| GIVEN DATA |
+ + +

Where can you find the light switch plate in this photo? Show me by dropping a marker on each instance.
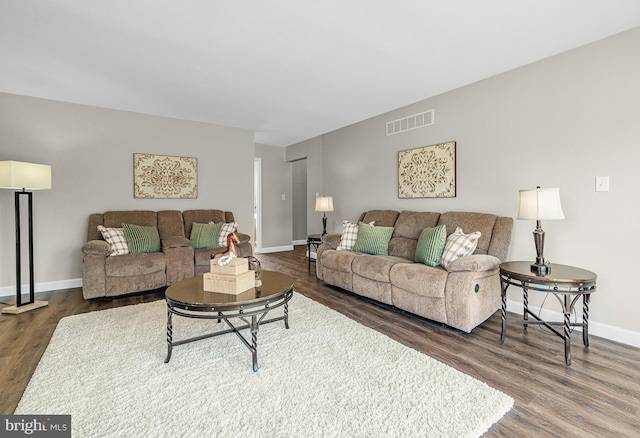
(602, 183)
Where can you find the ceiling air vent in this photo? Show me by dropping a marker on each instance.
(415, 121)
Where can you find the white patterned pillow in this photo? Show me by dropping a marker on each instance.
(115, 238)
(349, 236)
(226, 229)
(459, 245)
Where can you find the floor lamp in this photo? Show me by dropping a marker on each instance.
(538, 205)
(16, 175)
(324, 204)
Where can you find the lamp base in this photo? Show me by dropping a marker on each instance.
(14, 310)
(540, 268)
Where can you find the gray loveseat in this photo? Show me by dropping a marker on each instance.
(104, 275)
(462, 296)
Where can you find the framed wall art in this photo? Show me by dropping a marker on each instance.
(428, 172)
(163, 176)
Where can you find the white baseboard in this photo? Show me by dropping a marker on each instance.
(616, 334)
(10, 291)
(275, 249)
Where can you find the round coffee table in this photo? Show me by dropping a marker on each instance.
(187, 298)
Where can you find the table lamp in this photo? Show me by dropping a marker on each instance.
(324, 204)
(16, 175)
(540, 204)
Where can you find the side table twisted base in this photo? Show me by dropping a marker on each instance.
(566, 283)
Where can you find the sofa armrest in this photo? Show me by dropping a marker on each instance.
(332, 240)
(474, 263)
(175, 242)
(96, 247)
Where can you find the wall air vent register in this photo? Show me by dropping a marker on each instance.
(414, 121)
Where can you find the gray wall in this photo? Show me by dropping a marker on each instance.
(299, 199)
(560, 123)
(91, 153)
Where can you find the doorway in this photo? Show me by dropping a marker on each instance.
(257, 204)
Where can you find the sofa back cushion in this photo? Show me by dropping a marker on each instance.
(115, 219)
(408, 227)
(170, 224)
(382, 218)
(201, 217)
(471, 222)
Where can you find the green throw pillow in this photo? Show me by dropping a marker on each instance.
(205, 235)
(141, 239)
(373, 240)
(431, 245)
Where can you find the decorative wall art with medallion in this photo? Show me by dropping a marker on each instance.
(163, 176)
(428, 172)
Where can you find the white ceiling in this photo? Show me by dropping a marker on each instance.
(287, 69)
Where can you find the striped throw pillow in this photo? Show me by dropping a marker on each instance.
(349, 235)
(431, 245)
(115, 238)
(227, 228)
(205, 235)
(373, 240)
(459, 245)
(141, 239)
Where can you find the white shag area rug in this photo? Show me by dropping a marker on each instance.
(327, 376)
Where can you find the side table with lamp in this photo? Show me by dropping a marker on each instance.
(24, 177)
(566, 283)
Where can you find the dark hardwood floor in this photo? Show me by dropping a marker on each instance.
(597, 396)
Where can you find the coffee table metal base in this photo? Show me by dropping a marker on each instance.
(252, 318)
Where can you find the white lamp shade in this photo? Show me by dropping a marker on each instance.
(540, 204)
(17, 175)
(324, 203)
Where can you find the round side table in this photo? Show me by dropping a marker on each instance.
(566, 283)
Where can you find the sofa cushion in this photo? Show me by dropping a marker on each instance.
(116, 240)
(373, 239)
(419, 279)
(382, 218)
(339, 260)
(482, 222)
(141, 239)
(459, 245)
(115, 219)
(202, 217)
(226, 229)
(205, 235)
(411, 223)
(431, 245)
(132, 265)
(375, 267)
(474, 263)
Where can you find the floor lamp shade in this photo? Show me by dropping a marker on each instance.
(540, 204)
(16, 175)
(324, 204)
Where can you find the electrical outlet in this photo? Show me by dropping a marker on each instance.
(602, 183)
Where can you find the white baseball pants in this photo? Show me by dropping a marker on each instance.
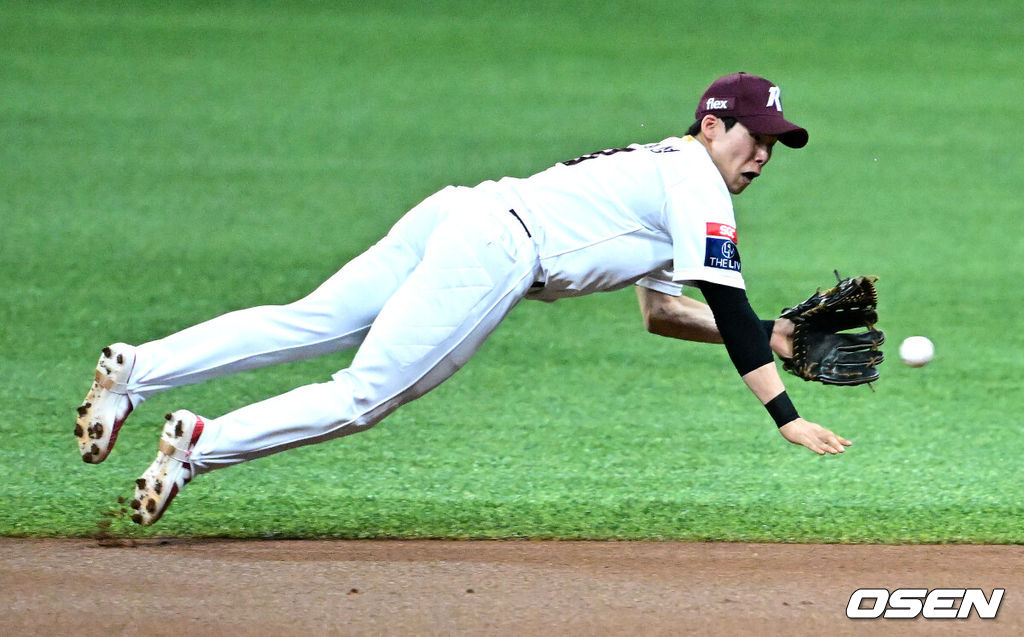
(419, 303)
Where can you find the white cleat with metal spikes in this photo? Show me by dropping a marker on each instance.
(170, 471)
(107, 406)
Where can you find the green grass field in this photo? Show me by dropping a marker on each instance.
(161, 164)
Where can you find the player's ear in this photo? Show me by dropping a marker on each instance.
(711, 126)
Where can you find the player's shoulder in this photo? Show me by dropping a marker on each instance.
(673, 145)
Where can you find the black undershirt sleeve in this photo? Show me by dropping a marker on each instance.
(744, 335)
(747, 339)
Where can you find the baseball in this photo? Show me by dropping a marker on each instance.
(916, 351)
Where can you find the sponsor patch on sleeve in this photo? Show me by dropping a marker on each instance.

+ + +

| GIVEN INSTRUCTION |
Rewrite every line from the one containing "Where can you find the black" through the last of the items, inclusive, and shift each answer coordinate by adding 113 to both numbers of every point. Keep all other wording as it stands.

| EXERCISE OUTPUT |
Where can you find the black undershirt sleeve in this photo? Show me by dropping a marker on each instance.
(857, 448)
(860, 452)
Where can you find the baseball in this photo? Show me by dropping a marker on each instance.
(1029, 464)
Where can you find the sponsor patch on sleeve in this photo? Show me by dropping a marker on each instance.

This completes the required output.